Pointing and labeling entries
----------------

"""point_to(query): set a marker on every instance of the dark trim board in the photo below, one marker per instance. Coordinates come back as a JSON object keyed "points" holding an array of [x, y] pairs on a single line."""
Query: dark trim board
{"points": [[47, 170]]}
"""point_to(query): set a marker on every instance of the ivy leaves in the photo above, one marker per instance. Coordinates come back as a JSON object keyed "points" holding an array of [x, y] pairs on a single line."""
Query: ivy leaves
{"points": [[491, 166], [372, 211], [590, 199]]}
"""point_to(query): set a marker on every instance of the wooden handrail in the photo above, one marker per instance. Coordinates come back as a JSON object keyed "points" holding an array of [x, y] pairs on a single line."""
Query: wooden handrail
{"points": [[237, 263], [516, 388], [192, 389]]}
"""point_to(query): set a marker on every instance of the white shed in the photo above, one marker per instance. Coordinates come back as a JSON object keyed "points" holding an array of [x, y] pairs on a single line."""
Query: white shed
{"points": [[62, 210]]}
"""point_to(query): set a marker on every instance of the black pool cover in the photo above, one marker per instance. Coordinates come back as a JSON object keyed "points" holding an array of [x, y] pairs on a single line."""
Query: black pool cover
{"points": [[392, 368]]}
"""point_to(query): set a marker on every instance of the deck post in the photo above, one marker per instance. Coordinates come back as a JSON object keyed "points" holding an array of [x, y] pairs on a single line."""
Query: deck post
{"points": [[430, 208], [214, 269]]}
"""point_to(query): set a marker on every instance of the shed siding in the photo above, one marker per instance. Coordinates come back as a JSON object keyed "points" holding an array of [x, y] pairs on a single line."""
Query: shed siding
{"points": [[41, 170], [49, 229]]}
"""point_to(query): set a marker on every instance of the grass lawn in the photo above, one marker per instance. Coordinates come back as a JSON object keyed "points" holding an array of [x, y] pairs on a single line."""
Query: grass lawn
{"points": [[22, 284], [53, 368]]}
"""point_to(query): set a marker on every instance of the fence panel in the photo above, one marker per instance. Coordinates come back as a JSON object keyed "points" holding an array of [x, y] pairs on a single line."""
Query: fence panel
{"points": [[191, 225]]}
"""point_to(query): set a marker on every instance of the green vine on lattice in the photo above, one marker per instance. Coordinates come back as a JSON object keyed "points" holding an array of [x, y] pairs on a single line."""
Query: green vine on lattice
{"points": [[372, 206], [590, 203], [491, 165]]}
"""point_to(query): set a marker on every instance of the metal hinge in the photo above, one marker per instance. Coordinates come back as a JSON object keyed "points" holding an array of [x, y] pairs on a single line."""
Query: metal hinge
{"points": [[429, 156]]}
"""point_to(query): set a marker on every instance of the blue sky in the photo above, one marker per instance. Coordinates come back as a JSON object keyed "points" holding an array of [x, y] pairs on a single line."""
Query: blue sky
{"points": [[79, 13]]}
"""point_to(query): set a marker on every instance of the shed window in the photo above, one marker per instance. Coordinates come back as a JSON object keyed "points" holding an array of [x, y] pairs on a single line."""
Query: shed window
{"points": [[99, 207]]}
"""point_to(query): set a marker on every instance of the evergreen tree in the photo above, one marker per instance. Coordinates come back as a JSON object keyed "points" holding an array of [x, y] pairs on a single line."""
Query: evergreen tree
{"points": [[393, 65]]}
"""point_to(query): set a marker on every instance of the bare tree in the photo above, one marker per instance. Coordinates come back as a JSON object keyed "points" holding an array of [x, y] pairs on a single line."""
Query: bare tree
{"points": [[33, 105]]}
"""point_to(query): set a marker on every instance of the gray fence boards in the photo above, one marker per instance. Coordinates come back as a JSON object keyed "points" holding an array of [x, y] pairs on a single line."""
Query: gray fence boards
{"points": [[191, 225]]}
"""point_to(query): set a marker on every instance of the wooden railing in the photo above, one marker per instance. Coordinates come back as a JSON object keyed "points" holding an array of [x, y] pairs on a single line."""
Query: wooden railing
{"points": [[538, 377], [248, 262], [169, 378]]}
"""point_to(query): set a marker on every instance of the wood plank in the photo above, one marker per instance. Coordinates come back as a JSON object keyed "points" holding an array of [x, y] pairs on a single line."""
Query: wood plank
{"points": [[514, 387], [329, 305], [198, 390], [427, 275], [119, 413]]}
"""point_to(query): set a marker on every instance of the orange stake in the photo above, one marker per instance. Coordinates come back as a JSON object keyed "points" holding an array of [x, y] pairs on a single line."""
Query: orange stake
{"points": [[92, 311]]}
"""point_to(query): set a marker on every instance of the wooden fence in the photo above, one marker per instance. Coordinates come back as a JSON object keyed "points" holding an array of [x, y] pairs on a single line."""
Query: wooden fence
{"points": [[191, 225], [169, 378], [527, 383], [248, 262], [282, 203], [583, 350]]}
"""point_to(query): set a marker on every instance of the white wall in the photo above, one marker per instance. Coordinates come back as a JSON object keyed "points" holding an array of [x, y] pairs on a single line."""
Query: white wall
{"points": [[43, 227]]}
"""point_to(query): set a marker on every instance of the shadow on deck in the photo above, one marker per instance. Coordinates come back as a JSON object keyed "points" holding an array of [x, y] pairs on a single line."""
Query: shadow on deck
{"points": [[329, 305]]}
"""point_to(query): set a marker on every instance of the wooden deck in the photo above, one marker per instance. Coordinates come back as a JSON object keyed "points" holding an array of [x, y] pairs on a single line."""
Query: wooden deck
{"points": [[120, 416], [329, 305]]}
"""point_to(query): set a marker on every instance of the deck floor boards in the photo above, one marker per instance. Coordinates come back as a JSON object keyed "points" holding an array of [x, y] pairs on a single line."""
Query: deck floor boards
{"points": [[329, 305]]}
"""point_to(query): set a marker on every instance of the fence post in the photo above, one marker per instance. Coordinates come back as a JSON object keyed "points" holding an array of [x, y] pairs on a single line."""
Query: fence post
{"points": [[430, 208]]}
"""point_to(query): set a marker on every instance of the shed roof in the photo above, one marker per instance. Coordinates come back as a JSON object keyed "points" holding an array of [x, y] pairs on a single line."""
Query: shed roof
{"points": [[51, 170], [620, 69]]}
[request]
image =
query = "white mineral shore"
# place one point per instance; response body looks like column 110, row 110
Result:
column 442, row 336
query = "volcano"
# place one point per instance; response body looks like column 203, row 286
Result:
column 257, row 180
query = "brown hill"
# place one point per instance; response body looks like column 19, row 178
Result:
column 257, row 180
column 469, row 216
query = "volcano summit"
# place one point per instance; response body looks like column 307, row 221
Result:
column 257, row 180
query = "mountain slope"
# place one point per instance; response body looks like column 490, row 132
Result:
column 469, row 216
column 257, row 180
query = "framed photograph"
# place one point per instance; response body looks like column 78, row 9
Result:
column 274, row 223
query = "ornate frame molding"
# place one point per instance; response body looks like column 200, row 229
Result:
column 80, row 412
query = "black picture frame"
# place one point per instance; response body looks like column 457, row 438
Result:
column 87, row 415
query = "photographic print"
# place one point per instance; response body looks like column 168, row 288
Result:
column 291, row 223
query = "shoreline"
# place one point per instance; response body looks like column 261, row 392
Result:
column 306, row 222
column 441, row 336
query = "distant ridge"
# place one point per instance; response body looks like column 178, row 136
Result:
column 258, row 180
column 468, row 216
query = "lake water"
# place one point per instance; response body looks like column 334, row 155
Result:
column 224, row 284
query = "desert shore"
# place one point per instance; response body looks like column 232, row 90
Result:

----------------

Problem description: Copy out all of the data above line for line, with no changes.

Full output:
"""point_to(query): set a marker on every instance of the dark trim board in the photo below, one marker per instance. Coordinates come back as a JSON object keyed "points" holding an array of [x, y] pairs on a single line."""
Query: dark trim board
{"points": [[47, 170]]}
"""point_to(query): set a marker on every instance of the ivy leaves in the photo above, one marker per instance. Coordinates come back as a JSON object keyed "points" holding an array of [x, y] pairs on a single line."""
Query: ivy leaves
{"points": [[491, 166], [372, 211], [590, 199]]}
"""point_to(query): set a marker on every instance of the wooden handrail in the photo above, one marker per instance. Coordinates come back as a JSON object keyed "points" holding an array of [x, y] pairs on a single line."""
Query: wooden handrail
{"points": [[237, 263], [516, 388], [192, 389]]}
"""point_to(query): set a marker on every instance of the white shed in the photo above, one marker per instance. Coordinates come back as a JSON object keyed "points" holding an array of [x, y] pairs on a single line."""
Query: white shed
{"points": [[62, 210]]}
"""point_to(query): set a marker on every instance of the black pool cover in the photo above, one marker per instance. Coordinates come back as a JSON object keyed "points" holding an array of [x, y] pairs on a single line."""
Query: black pool cover
{"points": [[392, 368]]}
"""point_to(query): set a marker on every instance of the deck post in the photo above, one marker per instance. Coordinates come back as a JSON object keyed "points" holding an array of [x, y] pairs on a single line."""
Query: deck post
{"points": [[430, 208], [214, 269]]}
"""point_to(query): set a marker on every instance of the shed siding in the photo above, one marker per instance. Coordinates come back as a JSON object keyed "points" holding an array of [x, y] pairs on a single line."""
Query: shed siding
{"points": [[41, 170], [49, 229]]}
"""point_to(query): set a marker on every instance of the grass lawn in the photo above, one marker per instance. Coordinates come back as a JSON object keyed "points" holding an array of [x, y] pairs on a single line."""
Query: grass lawn
{"points": [[22, 284], [53, 368]]}
"""point_to(query): set a marker on every instance of the fence panel in the photo above, one marker per instance. Coordinates come back as a JSON object keyed "points" holding an array of [x, y] pairs on a single line."""
Query: fence panel
{"points": [[191, 225]]}
"""point_to(query): set a marker on every instance of the green vine on lattice in the photo above, one marker per instance. Coordinates come back as a JSON object keyed "points" holding an array of [x, y] pairs on a single line."""
Query: green vine on lattice
{"points": [[372, 206], [590, 203], [491, 165]]}
"""point_to(query): set a marker on every instance of the metal hinge in the photo above, one marker per instance. Coordinates come back as a JSON object keyed "points" holding an array of [x, y] pairs on a single line."""
Query: metal hinge
{"points": [[429, 156]]}
"""point_to(query): set a marker on every instance of the blue sky in the photo above, one marker per instance. Coordinates come back as a JSON object keyed "points" holding an array of [x, y] pairs on a single line."""
Query: blue sky
{"points": [[79, 13]]}
"""point_to(query): set a marker on every instance of the shed window in the photo above, one marker per instance. Coordinates come back as a JSON object keyed "points" holding an array of [x, y] pairs on a single line."""
Query: shed window
{"points": [[99, 207]]}
"""point_to(query): set a marker on every instance of the evergreen tree in the photo above, one marker per instance. Coordinates come back as a JSON object keyed "points" holding an array of [x, y] pairs on a single line."""
Query: evergreen tree
{"points": [[393, 65]]}
"""point_to(query): set a marker on every instance of the bare tree in the photo above, one marker per instance. Coordinates come back as a JSON object keyed "points" holding an array of [x, y] pairs on a single line."""
Query: bare tree
{"points": [[33, 105]]}
"""point_to(query): set a marker on every instance of the gray fence boards in the photo above, one marker per instance. Coordinates come back as a JSON object keyed "points" holding an array of [x, y] pairs on a single line."""
Query: gray fence boards
{"points": [[191, 225]]}
"""point_to(query): set a marker on every instance of the wooden railing in the photo above, one marker per instance. Coordinates come back as a JSON object keyed "points" holding an array of [x, y] pairs on a single line."""
Query: wooden railing
{"points": [[538, 377], [248, 262], [169, 378]]}
"""point_to(query): set a marker on every instance of the wood plank in the photo above, one marker per instance. Coordinates come back as a JSON object keyed "points" holding an array of [x, y] pairs on a single line."""
Query: wood plank
{"points": [[514, 387], [329, 305], [198, 390], [427, 275], [119, 413]]}
"""point_to(query): set a marker on every instance of the orange stake in the photo above, one marker per instance. Coordinates come back as a JSON object keyed "points" holding an array of [x, y] pairs on a single line."""
Query: orange stake
{"points": [[92, 311]]}
"""point_to(query): set a marker on every instance of the wooden fence in the photo above, one marker per instance. Coordinates come back as a JSON object keyed "points" holding an array of [x, y] pairs on a single line."""
Query: wooden fence
{"points": [[191, 225], [169, 378], [527, 383], [248, 262], [282, 203], [583, 350]]}
"""point_to(query): set a marker on every instance of the white wall in the photo above, one marker per instance. Coordinates come back as a JSON object keyed "points" holding an array of [x, y] pairs on a single line."""
Query: white wall
{"points": [[43, 227]]}
"""point_to(query): set a marker on every instance of the shadow on deck in the photo above, one marker per instance. Coordinates come back as a JSON object keyed "points" holding an array of [x, y] pairs on a single line."""
Query: shadow on deck
{"points": [[329, 305]]}
"""point_to(query): set a marker on every instance of the wooden deck in the photo above, one marker per instance. Coordinates come back as a JSON object keyed "points" holding an array of [x, y] pairs on a single line."""
Query: wooden deck
{"points": [[120, 416], [329, 305]]}
"""point_to(query): set a marker on every instance of the deck floor boards in the photo above, one marker per instance. Coordinates come back as a JSON object keyed "points" holding an array of [x, y] pairs on a single line."""
Query: deck floor boards
{"points": [[329, 305]]}
"""point_to(query): set a marker on every instance of the fence post in the photo above, one marker per instance. Coordinates come back as a JSON object keyed "points" holding an array of [x, y] pairs on a single line."""
Query: fence post
{"points": [[430, 208]]}
"""point_to(query): set a marker on every instance of the shed roof in the photo above, one marker per instance. Coordinates come back as a JSON object keyed "points" holding an array of [x, y] pairs on a single line."""
Query: shed roof
{"points": [[51, 170], [620, 69]]}
[request]
image =
query = "white mineral shore"
# place one point per instance; response body looks like column 110, row 110
Result:
column 442, row 336
query = "volcano"
# place one point per instance; response body looks like column 203, row 286
Result:
column 257, row 180
query = "brown hill"
# place one point per instance; response body looks like column 19, row 178
Result:
column 257, row 180
column 469, row 216
query = "volcano summit"
# place one point per instance; response body looks like column 307, row 221
Result:
column 257, row 180
query = "mountain slope"
# place one point per instance; response body looks like column 490, row 132
Result:
column 469, row 216
column 257, row 180
query = "framed photograph"
# place one point per instance; response body looks like column 78, row 9
Result:
column 274, row 223
query = "ornate frame molding"
# place one point per instance; response body looks like column 200, row 229
Result:
column 80, row 412
query = "black picture frame"
# place one point per instance; response body looks like column 457, row 438
Result:
column 87, row 415
query = "photographic print"
# place one point per instance; response body looks like column 168, row 288
Result:
column 291, row 223
query = "shoreline"
# place one point per instance; response body looks like column 261, row 392
Result:
column 306, row 222
column 441, row 336
query = "distant ridge"
# place one point per instance; response body looks like column 178, row 136
Result:
column 258, row 180
column 468, row 216
query = "lake water"
# place one point per instance; response body looks like column 334, row 155
Result:
column 224, row 284
query = "desert shore"
# place one point per instance; response body looks like column 232, row 90
Result:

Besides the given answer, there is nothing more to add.